Text extract:
On Fri, 3 Sep 2004, Jan Ekholm wrote:

> On Thu, 2 Sep 2004, Jasper Phillips wrote:
> 
> >My experimentation with Twisted stopped more than a year ago.  Now I simply
> >use it, and it works nicely.  I highly recommend it.
> 
> Can you also recommend some tutorial material that helped you along the
> way? I think I had better have a look at this thing, so that I don't later
> in my life wake up and know I've missed out on something exceptional. :)

I just used the ones that are on the Twisted website.  The examples I used
for "Perspective Broker" TCP connections were pretty good, but I can't
comment on the rest of the expansive framework.

> >I don't understand people's fixation with the "main loop".  It's a very
> >small bit of code, which does little of interest.  You can still plug
> >whatever you like into it's thin wrapper -- and honestly, what do you gain
> >from scheduling network events in your own loop?  It's not like you have
> >complete control anyway, since the OS handles the true "main loop".  The
> >only problem I've seen is that it's a bit tricky to combine with other
> >frameworks that want to do the same thing (e.g. wxPython), but only just a
> >bit since it's easy to time slice one into the other.

Data block:
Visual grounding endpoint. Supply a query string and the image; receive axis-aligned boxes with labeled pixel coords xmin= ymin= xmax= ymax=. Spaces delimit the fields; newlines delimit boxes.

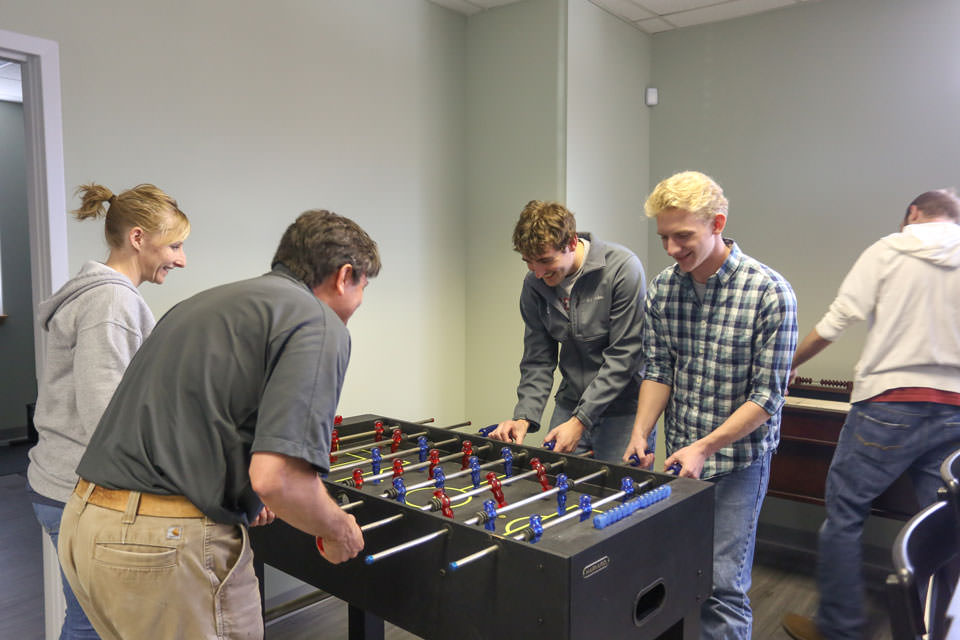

Required task 1: In the email thread about Twisted, what does Jasper Phillips say is the only problem he has seen with its main loop?
Required task 2: Please write the next part of the email thread about Twisted, picking up after its final line.
The data can be set aside; it isn't needed here.

Answer 1: It is a bit tricky to combine with other frameworks that want to do the same thing, such as wxPython.

Answer 2:
> 
> Well, if you do animation and other stuff that is somewhat time critical
> it's nice to know that you have control of when the system will perform
> heavy and/or blocking stuff. You can also decide that some parts of your
> loop are less important and can be scheduled only every tenth iteration or
> something similar.

You have good control of scheduling, enough to schedule things at different
times and rates, etc.  I don't have any problem with animation, but I have a
turn based game, so of course Twisted isn't doing anything most of the time.
If you had a real time game this might be more complex, but even then UDP
packets come in pretty small chunks so it shouldn't be a problem getting
your main loop's scheduled time slices.

In any event, it's certainly possible to time slice Twisted's framework into
your own loop.  IMHO this is a bad idea, but it's not difficult.  You can
also spawn other processes for work if necessary.